- [PROBLEM TO WORK ON]: In the article on Yellow Springs schools below, please state what YSCAPE stands for.

- [TEXT PROVIDED]:
== Segment start ==
Nov
14
2024

Village schools — Private fund fuels change

 
Yellow Springs school teachers and administrators were impressed by their visit in the fall to the Academy of Global Studies at Winton Woods High School in Cincinnati, which emphasizes project- and technology-based education with a global focus. They were excited about the strong arts presence and digital media curriculum at the public STEM school High-Tech High in San Diego. And they were blown away by the Genesee Community Charter School in Rochester, N.Y., whose focus on expeditionary learning uses the Outward Bound field trip model to drive its curriculum.

Yellow Springs schools are on the road toward change, and investigating other education models is one piece of the complex web of adjustments the district expects to make over the next eight years as part of its strategic plan. Though the budget is tight, the district is determined to go forward with the help of a private funding source known as the Yellow Springs Exempted Village Schools Capital Endowment Fund, or YSCAPE. The goal of the fund is to support the transition specified by the Class of 2020 Strategic Plan, much of which would not be possible without additional funds outside the regular school budget, Superintendent Mario Basora said in a recent interview.
== Segment end ==
- [DATA LISTING]:
== Segment start ==
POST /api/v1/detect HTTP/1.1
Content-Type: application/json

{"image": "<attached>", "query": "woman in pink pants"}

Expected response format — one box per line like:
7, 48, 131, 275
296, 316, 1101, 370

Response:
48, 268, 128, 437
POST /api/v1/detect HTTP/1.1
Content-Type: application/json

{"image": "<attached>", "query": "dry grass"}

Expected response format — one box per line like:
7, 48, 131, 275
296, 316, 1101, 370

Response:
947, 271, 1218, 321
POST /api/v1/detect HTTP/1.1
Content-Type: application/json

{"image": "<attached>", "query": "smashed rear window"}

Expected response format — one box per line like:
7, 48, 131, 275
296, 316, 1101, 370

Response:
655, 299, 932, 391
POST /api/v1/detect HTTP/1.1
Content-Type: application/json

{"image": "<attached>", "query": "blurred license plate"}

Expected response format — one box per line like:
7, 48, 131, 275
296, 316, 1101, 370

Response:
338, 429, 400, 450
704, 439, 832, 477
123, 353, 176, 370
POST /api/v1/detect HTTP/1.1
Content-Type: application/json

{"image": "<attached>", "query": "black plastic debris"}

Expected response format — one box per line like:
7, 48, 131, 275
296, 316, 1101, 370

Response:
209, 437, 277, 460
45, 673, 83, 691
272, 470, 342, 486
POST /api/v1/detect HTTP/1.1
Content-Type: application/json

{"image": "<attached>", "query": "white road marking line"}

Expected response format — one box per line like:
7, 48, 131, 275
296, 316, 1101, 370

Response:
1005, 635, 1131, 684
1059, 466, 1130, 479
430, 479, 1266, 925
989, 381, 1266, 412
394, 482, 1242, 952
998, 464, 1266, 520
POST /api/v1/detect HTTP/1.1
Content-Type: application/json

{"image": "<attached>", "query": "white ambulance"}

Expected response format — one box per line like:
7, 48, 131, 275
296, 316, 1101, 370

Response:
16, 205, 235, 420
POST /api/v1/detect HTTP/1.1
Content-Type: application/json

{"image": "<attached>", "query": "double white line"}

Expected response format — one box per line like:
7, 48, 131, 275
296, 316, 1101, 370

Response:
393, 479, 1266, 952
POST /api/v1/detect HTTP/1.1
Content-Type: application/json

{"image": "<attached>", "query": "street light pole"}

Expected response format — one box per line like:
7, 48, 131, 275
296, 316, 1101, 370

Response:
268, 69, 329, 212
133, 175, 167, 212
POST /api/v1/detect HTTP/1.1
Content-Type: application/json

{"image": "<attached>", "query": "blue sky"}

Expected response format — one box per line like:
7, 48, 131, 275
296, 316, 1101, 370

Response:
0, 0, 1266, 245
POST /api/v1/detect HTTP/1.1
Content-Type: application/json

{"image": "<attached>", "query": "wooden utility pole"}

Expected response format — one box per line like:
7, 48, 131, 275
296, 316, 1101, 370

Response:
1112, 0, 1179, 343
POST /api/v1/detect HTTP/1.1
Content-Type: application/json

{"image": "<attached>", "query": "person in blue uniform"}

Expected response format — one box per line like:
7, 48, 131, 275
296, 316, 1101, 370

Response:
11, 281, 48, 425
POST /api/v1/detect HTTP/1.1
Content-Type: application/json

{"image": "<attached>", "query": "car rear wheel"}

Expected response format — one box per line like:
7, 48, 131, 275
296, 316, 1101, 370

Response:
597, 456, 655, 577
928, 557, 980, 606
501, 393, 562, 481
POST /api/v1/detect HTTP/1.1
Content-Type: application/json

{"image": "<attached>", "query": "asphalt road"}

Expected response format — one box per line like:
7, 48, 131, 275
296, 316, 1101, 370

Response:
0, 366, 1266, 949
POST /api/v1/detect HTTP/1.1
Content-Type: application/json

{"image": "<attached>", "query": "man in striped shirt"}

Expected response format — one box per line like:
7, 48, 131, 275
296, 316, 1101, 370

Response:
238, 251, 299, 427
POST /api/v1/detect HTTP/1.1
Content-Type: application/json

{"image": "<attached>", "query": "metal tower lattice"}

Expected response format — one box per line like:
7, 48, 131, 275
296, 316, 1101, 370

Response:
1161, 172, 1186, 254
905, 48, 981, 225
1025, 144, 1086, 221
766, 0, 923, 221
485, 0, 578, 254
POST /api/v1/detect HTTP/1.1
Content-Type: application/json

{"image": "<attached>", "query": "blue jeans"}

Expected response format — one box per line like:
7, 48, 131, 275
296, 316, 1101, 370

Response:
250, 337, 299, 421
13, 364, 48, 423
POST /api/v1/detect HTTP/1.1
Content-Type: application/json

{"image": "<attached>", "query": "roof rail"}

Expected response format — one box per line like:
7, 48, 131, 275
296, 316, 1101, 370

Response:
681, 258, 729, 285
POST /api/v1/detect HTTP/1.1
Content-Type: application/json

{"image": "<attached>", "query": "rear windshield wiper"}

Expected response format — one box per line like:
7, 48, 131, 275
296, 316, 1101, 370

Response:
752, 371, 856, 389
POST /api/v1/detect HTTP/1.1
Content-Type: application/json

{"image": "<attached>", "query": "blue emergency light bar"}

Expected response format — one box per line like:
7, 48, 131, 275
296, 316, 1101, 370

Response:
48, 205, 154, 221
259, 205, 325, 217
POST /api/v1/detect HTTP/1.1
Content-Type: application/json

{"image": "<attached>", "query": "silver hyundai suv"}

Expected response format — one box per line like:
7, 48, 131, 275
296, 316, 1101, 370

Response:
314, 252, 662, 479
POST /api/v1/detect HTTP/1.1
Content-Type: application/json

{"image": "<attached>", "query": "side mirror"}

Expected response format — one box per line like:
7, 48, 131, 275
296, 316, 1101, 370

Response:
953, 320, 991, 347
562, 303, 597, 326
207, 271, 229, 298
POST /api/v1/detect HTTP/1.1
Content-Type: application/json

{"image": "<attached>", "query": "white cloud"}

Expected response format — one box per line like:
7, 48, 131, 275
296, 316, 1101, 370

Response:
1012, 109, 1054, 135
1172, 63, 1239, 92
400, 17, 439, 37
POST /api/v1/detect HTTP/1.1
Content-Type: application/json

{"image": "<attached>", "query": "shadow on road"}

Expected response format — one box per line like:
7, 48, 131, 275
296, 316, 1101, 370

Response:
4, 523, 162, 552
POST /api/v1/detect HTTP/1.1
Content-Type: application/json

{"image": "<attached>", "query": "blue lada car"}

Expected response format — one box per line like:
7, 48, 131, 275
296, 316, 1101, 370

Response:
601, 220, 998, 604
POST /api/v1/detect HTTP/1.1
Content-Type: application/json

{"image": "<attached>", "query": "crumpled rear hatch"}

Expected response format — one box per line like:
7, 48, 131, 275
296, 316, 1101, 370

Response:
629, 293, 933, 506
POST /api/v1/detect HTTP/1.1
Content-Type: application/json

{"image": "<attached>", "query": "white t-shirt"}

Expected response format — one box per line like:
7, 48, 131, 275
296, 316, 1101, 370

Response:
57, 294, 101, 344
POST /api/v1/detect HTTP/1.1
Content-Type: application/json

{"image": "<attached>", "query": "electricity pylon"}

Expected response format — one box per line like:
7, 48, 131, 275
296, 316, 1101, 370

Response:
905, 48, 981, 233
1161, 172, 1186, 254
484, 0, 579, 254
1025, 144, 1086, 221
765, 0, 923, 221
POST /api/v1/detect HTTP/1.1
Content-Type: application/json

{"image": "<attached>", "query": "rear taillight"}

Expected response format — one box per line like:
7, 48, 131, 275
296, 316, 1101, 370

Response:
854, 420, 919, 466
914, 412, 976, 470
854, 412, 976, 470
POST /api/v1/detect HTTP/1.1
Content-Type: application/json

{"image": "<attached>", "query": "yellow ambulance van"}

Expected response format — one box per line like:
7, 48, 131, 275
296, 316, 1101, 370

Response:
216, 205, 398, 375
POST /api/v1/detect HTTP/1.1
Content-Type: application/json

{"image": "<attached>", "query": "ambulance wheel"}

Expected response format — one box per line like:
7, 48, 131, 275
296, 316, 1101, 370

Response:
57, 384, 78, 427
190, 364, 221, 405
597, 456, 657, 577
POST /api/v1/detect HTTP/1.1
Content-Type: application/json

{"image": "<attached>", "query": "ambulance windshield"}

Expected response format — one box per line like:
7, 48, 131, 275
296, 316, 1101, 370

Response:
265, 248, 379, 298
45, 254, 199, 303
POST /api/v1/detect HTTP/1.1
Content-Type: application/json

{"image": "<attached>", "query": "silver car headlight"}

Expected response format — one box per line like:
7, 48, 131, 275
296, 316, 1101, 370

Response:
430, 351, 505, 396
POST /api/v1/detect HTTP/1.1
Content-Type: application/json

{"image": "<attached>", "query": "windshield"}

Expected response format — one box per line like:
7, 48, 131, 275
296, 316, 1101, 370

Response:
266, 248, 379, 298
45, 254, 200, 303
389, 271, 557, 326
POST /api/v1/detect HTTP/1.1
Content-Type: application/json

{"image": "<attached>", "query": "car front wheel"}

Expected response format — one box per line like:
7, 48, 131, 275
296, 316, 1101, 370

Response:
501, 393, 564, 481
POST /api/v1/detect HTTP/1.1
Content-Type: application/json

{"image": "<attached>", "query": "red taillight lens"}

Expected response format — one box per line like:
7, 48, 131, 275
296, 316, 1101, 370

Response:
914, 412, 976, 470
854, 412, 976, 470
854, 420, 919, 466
== Segment end ==
- [EXERCISE RESPONSE]: Yellow Springs Exempted Village Schools Capital Endowment Fund